[TEXTE À LIRE]:
----

A noter : le texte affirme l’indépendance de l’OFPRA, spécifiant noir sur blanc qu’il exerce « en toute impartialité ses missions », « ne reçoit, dans leur accomplissement, aucune instruction » et que « l’anonymat des agents chargés de l’instruction des demandes d’asile et de l’entretien personnel mené avec le demandeur est assuré ».

Des procédures particulières

La loi introduit dans le droit français des procédures nouvelles, prévues par la directive « procédures », qui concernent les demandes irrecevables – comme par exemple celle d’un demandeur bénéficiant d’une protection effective au titre de l’asile dans un Etat membre de l’Union européenne – le retrait implicite d’une demande d’asile ou bien encore le traitement des demandes de réexamen (le demandeur doit dorénavant indiquer par écrit les faits et produire tout élément susceptible de justifier un nouvel examen de sa demande). Objectif poursuivi : permettre de traiter plus rapidement et plus efficacement certaines situations spécifiques qui ne justifient pas un examen au fond analogue à celui qui est diligenté de manière générale.

Le législateur a encore apporté plusieurs modifications substantielles à la procédure d’asile en rétention, supprimant notamment le caractère automatique du maintien en rétention de l’étranger présentant une demande d’asile et du classement de cette demande en procédure accélérée. Des modifications sont également apportées à la procédure d’asile à la frontière, qui a pour objet d’autoriser ou non à pénétrer sur le territoire français les étrangers qui se présentent aux frontières aéroportuaires démunis des documents requis et sollicitent d’y être admis au titre de l’asile. Le ministre de l’Intérieur peut par exemple, dorénavant, rejeter la demande non seulement si elle est manifestement infondée, mais aussi si elle relève de la responsabilité d’un autre Etat membre selon le règlement de Dublin, ou si elle est irrecevable.

----

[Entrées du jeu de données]
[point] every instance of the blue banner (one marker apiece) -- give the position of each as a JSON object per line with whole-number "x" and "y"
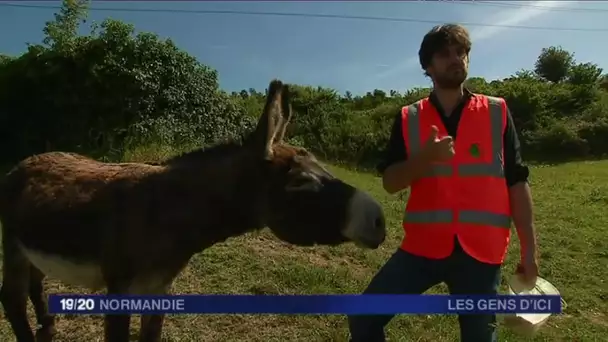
{"x": 302, "y": 304}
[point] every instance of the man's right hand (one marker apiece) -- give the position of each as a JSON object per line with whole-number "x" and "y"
{"x": 438, "y": 150}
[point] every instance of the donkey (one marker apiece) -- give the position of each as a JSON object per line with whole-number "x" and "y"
{"x": 130, "y": 228}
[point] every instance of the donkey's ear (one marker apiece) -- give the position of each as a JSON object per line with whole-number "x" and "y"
{"x": 286, "y": 113}
{"x": 270, "y": 121}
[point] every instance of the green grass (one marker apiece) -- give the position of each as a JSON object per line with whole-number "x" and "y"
{"x": 570, "y": 200}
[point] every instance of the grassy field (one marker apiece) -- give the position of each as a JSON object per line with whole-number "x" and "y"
{"x": 573, "y": 237}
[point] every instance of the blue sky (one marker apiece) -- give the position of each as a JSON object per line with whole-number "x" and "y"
{"x": 345, "y": 54}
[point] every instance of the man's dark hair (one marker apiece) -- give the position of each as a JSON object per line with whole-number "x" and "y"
{"x": 438, "y": 38}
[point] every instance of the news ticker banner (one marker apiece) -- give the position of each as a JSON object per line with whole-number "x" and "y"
{"x": 303, "y": 304}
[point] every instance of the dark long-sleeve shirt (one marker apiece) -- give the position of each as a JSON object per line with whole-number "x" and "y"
{"x": 515, "y": 170}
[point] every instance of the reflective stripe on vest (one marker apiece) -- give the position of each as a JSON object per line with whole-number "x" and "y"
{"x": 494, "y": 169}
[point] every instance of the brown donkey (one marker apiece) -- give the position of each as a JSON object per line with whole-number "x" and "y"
{"x": 131, "y": 228}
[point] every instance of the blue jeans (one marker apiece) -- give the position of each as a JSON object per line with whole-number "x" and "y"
{"x": 405, "y": 273}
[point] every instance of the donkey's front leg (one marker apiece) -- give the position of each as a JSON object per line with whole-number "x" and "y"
{"x": 151, "y": 328}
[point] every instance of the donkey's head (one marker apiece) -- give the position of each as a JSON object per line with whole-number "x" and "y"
{"x": 306, "y": 204}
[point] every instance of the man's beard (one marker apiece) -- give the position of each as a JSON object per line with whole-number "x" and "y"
{"x": 450, "y": 79}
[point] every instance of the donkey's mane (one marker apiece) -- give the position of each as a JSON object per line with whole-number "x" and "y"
{"x": 204, "y": 154}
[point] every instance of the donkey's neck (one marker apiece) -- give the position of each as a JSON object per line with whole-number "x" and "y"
{"x": 218, "y": 198}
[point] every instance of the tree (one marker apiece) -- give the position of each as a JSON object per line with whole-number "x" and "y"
{"x": 584, "y": 74}
{"x": 61, "y": 32}
{"x": 554, "y": 64}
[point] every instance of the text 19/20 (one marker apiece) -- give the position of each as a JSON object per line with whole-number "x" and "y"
{"x": 77, "y": 304}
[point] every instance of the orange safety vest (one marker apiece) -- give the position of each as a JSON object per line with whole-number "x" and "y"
{"x": 466, "y": 197}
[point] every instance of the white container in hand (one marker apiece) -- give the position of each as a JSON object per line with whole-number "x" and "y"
{"x": 528, "y": 324}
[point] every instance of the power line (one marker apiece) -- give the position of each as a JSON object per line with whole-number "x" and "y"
{"x": 515, "y": 5}
{"x": 312, "y": 15}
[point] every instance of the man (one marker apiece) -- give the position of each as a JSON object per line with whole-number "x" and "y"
{"x": 460, "y": 155}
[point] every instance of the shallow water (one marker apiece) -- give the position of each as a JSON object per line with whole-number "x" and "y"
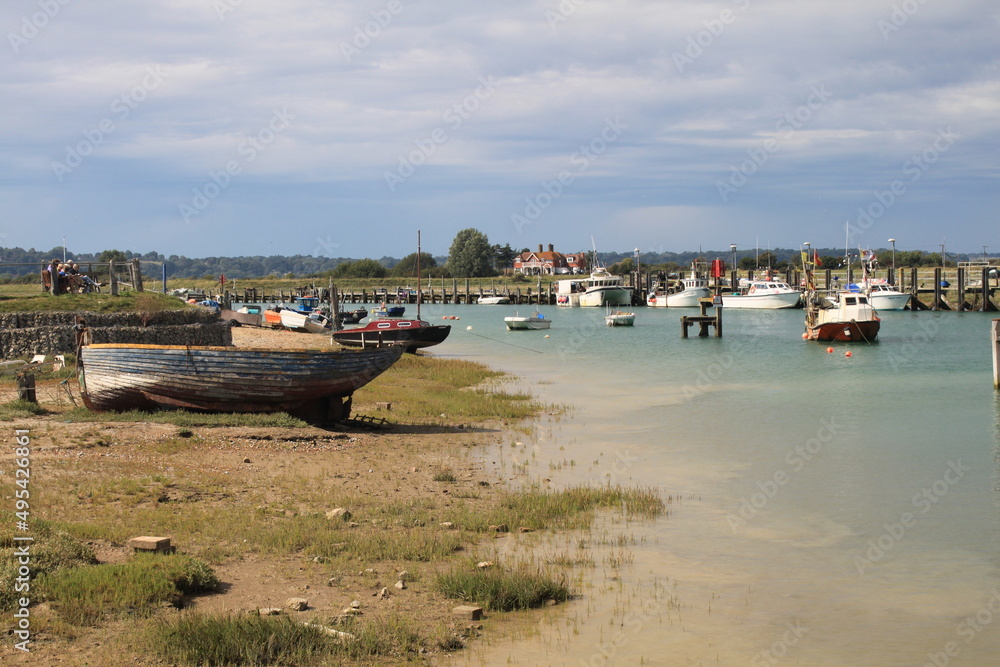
{"x": 833, "y": 510}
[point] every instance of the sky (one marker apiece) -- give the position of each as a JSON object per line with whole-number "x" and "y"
{"x": 338, "y": 129}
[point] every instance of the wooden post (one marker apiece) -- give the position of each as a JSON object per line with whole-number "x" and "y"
{"x": 26, "y": 387}
{"x": 995, "y": 337}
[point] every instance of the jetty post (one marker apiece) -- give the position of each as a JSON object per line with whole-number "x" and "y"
{"x": 995, "y": 337}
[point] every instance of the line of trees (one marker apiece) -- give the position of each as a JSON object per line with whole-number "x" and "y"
{"x": 470, "y": 255}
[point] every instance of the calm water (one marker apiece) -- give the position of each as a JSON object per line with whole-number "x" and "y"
{"x": 835, "y": 510}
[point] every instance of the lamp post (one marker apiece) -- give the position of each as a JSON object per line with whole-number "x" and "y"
{"x": 893, "y": 242}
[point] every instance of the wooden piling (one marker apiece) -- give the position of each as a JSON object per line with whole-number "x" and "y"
{"x": 995, "y": 337}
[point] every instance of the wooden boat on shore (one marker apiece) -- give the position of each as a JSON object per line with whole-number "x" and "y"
{"x": 315, "y": 385}
{"x": 412, "y": 334}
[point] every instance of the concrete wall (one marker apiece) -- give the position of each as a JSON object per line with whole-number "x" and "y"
{"x": 25, "y": 334}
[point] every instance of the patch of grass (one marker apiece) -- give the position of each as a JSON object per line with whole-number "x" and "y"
{"x": 20, "y": 409}
{"x": 444, "y": 476}
{"x": 200, "y": 639}
{"x": 572, "y": 507}
{"x": 423, "y": 388}
{"x": 502, "y": 589}
{"x": 189, "y": 419}
{"x": 50, "y": 551}
{"x": 88, "y": 594}
{"x": 147, "y": 302}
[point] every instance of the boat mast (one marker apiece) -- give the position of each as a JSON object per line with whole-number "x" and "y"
{"x": 418, "y": 274}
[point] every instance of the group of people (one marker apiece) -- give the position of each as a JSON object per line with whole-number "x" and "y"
{"x": 70, "y": 279}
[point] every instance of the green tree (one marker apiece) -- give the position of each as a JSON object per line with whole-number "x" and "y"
{"x": 470, "y": 255}
{"x": 408, "y": 265}
{"x": 362, "y": 268}
{"x": 112, "y": 256}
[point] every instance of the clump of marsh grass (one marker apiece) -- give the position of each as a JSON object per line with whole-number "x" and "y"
{"x": 86, "y": 595}
{"x": 499, "y": 588}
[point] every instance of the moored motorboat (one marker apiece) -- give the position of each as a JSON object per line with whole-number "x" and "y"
{"x": 685, "y": 294}
{"x": 599, "y": 290}
{"x": 847, "y": 317}
{"x": 619, "y": 319}
{"x": 521, "y": 322}
{"x": 313, "y": 384}
{"x": 763, "y": 294}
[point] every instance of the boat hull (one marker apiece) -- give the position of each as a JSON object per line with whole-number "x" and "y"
{"x": 226, "y": 379}
{"x": 525, "y": 323}
{"x": 413, "y": 337}
{"x": 851, "y": 331}
{"x": 761, "y": 301}
{"x": 888, "y": 301}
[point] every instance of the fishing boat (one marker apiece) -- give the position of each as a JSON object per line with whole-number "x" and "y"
{"x": 521, "y": 322}
{"x": 763, "y": 294}
{"x": 352, "y": 316}
{"x": 883, "y": 296}
{"x": 619, "y": 319}
{"x": 384, "y": 310}
{"x": 313, "y": 384}
{"x": 847, "y": 316}
{"x": 310, "y": 322}
{"x": 411, "y": 334}
{"x": 692, "y": 288}
{"x": 598, "y": 290}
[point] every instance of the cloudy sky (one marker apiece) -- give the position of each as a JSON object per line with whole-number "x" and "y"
{"x": 243, "y": 127}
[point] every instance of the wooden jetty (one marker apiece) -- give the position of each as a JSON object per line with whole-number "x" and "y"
{"x": 704, "y": 321}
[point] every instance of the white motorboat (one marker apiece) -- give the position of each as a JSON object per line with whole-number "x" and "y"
{"x": 619, "y": 319}
{"x": 884, "y": 296}
{"x": 763, "y": 294}
{"x": 521, "y": 322}
{"x": 486, "y": 300}
{"x": 312, "y": 322}
{"x": 599, "y": 290}
{"x": 693, "y": 287}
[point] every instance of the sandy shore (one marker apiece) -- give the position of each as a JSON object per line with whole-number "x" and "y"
{"x": 382, "y": 469}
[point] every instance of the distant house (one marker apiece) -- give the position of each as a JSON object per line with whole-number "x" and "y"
{"x": 549, "y": 262}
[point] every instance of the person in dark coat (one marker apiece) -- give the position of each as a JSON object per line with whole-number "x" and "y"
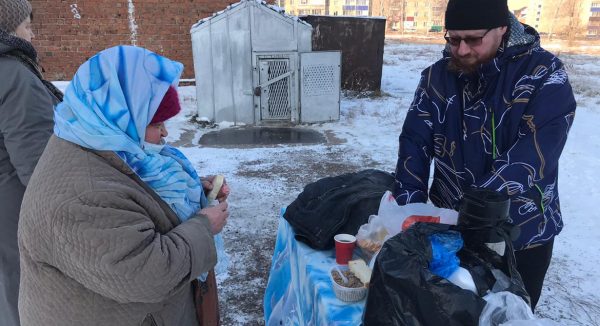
{"x": 494, "y": 112}
{"x": 26, "y": 102}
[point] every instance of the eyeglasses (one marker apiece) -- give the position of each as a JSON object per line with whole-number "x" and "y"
{"x": 469, "y": 40}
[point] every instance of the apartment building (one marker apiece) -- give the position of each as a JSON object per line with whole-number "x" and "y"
{"x": 327, "y": 7}
{"x": 556, "y": 18}
{"x": 306, "y": 7}
{"x": 562, "y": 18}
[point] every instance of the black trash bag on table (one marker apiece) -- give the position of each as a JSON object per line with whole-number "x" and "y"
{"x": 403, "y": 291}
{"x": 334, "y": 205}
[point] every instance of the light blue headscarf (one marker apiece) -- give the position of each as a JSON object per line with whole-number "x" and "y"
{"x": 108, "y": 105}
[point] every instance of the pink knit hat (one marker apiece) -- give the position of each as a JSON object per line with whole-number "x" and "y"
{"x": 168, "y": 108}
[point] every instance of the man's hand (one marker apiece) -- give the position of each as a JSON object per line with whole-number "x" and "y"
{"x": 207, "y": 184}
{"x": 217, "y": 216}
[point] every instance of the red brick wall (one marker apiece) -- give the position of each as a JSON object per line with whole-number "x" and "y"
{"x": 69, "y": 32}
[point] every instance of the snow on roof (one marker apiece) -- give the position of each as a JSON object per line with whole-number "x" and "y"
{"x": 277, "y": 9}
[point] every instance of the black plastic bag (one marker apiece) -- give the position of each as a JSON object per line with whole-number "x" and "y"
{"x": 403, "y": 291}
{"x": 339, "y": 204}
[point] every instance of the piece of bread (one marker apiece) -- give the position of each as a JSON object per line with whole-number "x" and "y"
{"x": 217, "y": 184}
{"x": 360, "y": 269}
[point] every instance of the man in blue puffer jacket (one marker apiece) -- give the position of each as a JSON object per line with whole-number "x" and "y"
{"x": 494, "y": 112}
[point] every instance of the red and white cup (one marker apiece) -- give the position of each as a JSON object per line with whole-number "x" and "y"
{"x": 344, "y": 247}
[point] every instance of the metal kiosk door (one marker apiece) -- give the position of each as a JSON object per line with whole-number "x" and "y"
{"x": 275, "y": 88}
{"x": 320, "y": 83}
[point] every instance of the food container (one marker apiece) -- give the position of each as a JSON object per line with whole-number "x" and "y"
{"x": 345, "y": 293}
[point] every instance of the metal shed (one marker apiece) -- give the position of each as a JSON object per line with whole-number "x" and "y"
{"x": 254, "y": 65}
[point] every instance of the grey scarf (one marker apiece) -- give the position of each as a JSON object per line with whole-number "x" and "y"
{"x": 25, "y": 53}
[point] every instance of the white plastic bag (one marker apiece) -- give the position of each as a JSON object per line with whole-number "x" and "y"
{"x": 395, "y": 216}
{"x": 507, "y": 309}
{"x": 390, "y": 219}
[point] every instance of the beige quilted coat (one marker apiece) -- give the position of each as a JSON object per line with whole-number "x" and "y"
{"x": 98, "y": 247}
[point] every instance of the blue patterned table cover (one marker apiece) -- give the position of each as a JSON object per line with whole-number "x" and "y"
{"x": 299, "y": 290}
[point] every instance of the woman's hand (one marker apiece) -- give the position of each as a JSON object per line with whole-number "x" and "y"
{"x": 207, "y": 184}
{"x": 217, "y": 216}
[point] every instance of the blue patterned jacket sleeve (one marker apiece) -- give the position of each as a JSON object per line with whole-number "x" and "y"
{"x": 415, "y": 150}
{"x": 542, "y": 135}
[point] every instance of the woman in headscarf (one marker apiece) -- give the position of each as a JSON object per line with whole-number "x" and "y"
{"x": 115, "y": 226}
{"x": 26, "y": 102}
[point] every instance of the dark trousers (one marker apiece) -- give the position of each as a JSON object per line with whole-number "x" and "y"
{"x": 532, "y": 264}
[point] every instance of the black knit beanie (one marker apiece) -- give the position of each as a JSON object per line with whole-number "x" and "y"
{"x": 476, "y": 14}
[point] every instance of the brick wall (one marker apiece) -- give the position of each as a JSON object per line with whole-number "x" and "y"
{"x": 69, "y": 32}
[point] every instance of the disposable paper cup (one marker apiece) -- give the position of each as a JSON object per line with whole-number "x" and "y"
{"x": 344, "y": 246}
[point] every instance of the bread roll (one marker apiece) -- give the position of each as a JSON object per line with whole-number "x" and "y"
{"x": 360, "y": 269}
{"x": 217, "y": 184}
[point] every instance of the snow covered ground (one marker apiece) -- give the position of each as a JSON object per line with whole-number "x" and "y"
{"x": 264, "y": 179}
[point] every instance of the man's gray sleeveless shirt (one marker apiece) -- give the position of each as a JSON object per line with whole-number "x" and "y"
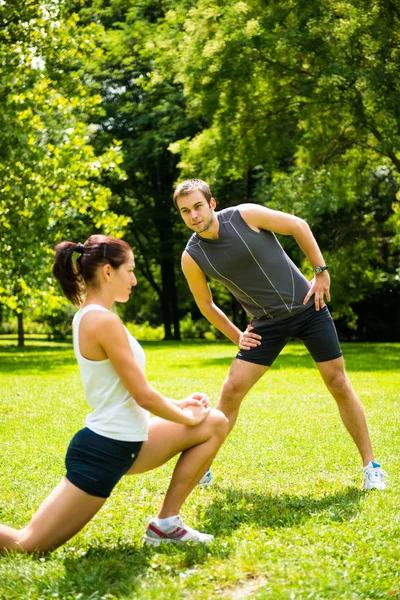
{"x": 253, "y": 266}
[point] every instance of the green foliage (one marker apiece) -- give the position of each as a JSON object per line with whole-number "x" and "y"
{"x": 146, "y": 332}
{"x": 49, "y": 170}
{"x": 286, "y": 508}
{"x": 300, "y": 103}
{"x": 200, "y": 329}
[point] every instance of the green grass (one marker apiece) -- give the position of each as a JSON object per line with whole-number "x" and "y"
{"x": 287, "y": 510}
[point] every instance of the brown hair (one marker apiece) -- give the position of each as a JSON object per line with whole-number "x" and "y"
{"x": 191, "y": 185}
{"x": 96, "y": 251}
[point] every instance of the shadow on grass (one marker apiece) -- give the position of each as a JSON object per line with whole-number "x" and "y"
{"x": 235, "y": 508}
{"x": 113, "y": 571}
{"x": 35, "y": 358}
{"x": 358, "y": 357}
{"x": 119, "y": 570}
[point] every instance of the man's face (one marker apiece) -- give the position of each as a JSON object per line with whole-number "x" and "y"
{"x": 196, "y": 212}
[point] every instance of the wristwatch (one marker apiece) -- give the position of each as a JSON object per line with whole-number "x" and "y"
{"x": 318, "y": 270}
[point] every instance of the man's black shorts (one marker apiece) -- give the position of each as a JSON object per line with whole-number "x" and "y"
{"x": 314, "y": 328}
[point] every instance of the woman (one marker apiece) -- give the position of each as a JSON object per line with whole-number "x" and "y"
{"x": 118, "y": 438}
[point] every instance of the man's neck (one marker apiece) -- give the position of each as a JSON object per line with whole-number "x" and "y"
{"x": 212, "y": 233}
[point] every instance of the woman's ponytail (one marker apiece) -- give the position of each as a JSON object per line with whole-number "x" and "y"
{"x": 67, "y": 273}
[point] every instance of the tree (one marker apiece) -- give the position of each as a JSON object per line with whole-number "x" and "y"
{"x": 145, "y": 110}
{"x": 302, "y": 99}
{"x": 48, "y": 168}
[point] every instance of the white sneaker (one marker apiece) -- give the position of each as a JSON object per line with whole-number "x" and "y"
{"x": 177, "y": 533}
{"x": 206, "y": 480}
{"x": 374, "y": 477}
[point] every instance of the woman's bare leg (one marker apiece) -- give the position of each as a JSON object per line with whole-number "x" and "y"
{"x": 198, "y": 446}
{"x": 64, "y": 512}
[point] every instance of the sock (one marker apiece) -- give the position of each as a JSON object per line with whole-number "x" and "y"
{"x": 372, "y": 464}
{"x": 165, "y": 523}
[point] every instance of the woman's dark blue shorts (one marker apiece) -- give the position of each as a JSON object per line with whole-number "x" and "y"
{"x": 96, "y": 463}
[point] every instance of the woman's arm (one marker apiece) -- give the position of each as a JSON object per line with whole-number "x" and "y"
{"x": 111, "y": 337}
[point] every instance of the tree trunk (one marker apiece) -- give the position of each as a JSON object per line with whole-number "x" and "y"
{"x": 169, "y": 300}
{"x": 21, "y": 336}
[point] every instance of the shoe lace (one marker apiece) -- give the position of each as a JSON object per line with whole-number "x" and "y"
{"x": 378, "y": 472}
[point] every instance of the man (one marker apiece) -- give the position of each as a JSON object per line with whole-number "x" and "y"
{"x": 237, "y": 246}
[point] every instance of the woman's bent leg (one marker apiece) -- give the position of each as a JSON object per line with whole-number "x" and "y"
{"x": 198, "y": 446}
{"x": 64, "y": 512}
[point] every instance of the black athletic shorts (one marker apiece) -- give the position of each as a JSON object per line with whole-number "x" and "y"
{"x": 314, "y": 328}
{"x": 96, "y": 463}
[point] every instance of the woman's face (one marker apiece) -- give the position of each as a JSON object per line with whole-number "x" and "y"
{"x": 123, "y": 279}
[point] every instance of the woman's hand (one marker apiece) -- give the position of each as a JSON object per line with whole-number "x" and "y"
{"x": 197, "y": 414}
{"x": 195, "y": 399}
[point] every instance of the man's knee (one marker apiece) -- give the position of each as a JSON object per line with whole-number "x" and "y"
{"x": 219, "y": 422}
{"x": 337, "y": 380}
{"x": 233, "y": 387}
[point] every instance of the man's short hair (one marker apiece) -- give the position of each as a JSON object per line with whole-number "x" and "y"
{"x": 191, "y": 185}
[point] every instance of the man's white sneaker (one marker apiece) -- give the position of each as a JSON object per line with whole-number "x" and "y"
{"x": 374, "y": 477}
{"x": 206, "y": 480}
{"x": 177, "y": 533}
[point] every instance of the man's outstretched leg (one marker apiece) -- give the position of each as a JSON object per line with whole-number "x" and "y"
{"x": 241, "y": 378}
{"x": 352, "y": 413}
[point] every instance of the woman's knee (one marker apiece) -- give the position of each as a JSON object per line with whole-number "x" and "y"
{"x": 219, "y": 422}
{"x": 233, "y": 387}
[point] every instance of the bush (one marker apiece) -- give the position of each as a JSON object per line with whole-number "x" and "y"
{"x": 194, "y": 330}
{"x": 146, "y": 332}
{"x": 59, "y": 322}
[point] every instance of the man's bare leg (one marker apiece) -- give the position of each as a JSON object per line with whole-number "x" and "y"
{"x": 350, "y": 408}
{"x": 241, "y": 378}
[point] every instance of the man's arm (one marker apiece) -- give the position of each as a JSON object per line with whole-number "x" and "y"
{"x": 202, "y": 294}
{"x": 260, "y": 217}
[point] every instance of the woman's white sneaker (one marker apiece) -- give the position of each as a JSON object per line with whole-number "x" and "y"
{"x": 178, "y": 533}
{"x": 206, "y": 480}
{"x": 374, "y": 477}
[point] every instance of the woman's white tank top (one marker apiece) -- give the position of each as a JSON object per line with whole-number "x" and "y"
{"x": 115, "y": 413}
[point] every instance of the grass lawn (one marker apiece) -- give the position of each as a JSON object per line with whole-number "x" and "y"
{"x": 286, "y": 508}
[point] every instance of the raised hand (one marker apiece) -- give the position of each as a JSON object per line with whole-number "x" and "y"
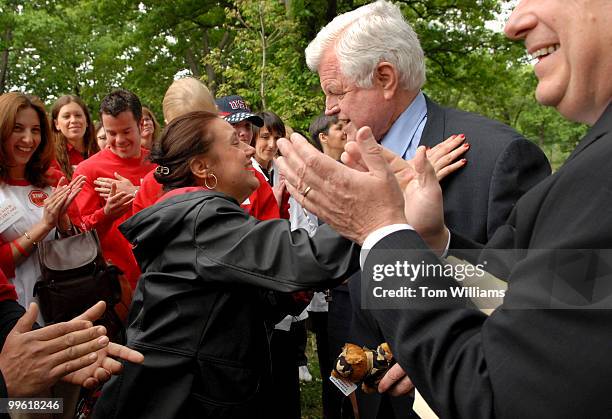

----

[CONSIGNES]:
- A) Reproduisez fidèlement le passage du texte sur la procédure d'asile qui commence à « Le législateur a » et se termine à « elle est irrecevable. ».
- B) Poursuivez le texte sur la procédure d'asile au-delà de sa dernière phrase.

[CORRIGÉ DE L'EXERCICE]:
- A)
Le législateur a encore apporté plusieurs modifications substantielles à la procédure d’asile en rétention, supprimant notamment le caractère automatique du maintien en rétention de l’étranger présentant une demande d’asile et du classement de cette demande en procédure accélérée. Des modifications sont également apportées à la procédure d’asile à la frontière, qui a pour objet d’autoriser ou non à pénétrer sur le territoire français les étrangers qui se présentent aux frontières aéroportuaires démunis des documents requis et sollicitent d’y être admis au titre de l’asile. Le ministre de l’Intérieur peut par exemple, dorénavant, rejeter la demande non seulement si elle est manifestement infondée, mais aussi si elle relève de la responsabilité d’un autre Etat membre selon le règlement de Dublin, ou si elle est irrecevable.

- B)
Le dispositif d’accueil

Un chapitre entier de la nouvelle loi est consacré à l’accès à la procédure d’asile et à l’accueil des demandeurs d’asile. Premier objectif affiché : simplifier le parcours du demandeur d’asile et lui permettre d’accéder le plus rapidement possible à la procédure. Pour ce faire, l’idée est de créer un point unique d’enregistrement de sa demande et d’entrée dans la procédure d’asile (que la personne dispose ou non déjà d’un titre de séjour). La France se conforme ainsi aux nouvelles obligations européennes en matière d’enregistrement de la demande d’asile, à savoir permettre l’enregistrement de la demande dans les trois jours suivant sa présentation auprès de l’autorité administrative compétente. Parallèlement, le législateur a voulu simplifier le régime du droit au maintien sur le territoire et rompre avec le dispositif en vigueur auparavant, qui reposait sur une distinction entre les demandeurs d’asile provisoirement admis au séjour et ceux qui ne le sont pas. Conformément à la directive « procédures », la loi confère à tous les demandeurs d’asile le droit au maintien sur le territoire – le temps de l’examen de la requête – matérialisé à travers une attestation de demande d’asile délivrée après l’enregistrement.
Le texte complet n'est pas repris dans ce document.